**Short exercise**
Please lay out the items below as a Markdown table with the columns "Row" and "Line," one line of text per row and blank lines skipped. Leave the pictures out of the answer.

**Given entries**
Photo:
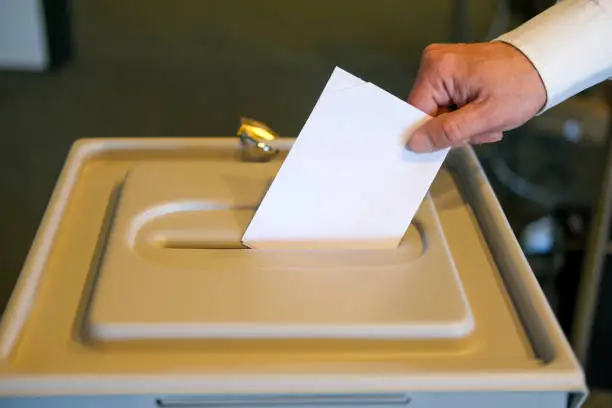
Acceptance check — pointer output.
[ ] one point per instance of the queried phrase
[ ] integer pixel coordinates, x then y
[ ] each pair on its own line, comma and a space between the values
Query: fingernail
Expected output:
420, 143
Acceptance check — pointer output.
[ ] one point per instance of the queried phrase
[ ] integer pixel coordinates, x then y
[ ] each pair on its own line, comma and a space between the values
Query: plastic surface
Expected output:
46, 348
174, 268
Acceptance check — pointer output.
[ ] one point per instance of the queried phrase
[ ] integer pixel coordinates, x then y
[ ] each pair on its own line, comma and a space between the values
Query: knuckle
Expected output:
451, 132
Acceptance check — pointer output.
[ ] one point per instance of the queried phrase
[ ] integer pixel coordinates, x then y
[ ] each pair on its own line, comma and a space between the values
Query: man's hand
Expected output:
475, 92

**Response**
| Row | Line |
|---|---|
| 1 | Photo: |
| 2 | Acceptance check — pointer output. |
| 3 | [ ] one point per instance of the queried phrase |
| 4 | [ ] integer pixel coordinates, x then y |
| 5 | [ ] each pair on its own line, comma and a space between the values |
| 6 | Query: fingernail |
| 7 | Expected output: |
| 8 | 420, 143 |
| 9 | Acceptance check — pointer output. |
| 10 | [ ] one point per instance of the queried phrase |
| 11 | [ ] integer pixel coordinates, x then y |
| 12 | [ ] each pair on its own line, comma and a space between the values |
| 13 | Query: plastic surface |
| 14 | Expected output: |
| 15 | 46, 348 |
| 16 | 174, 268 |
| 17 | Acceptance check — pointer output. |
| 18 | [ ] one point per instance of the queried phrase |
| 19 | [ ] integer pixel coordinates, x then y |
| 20 | [ ] each pair on its own line, comma and a space between the values |
| 21 | Query: knuckle |
| 22 | Expected output: |
| 23 | 451, 132 |
| 24 | Acceptance check — pointer output. |
| 25 | [ ] one point per instance of the queried phrase |
| 26 | [ ] integer pixel coordinates, x then y |
| 27 | [ ] each pair on its own line, comma and a space between the values |
| 28 | Query: man's hand |
| 29 | Expected output: |
| 30 | 475, 92 |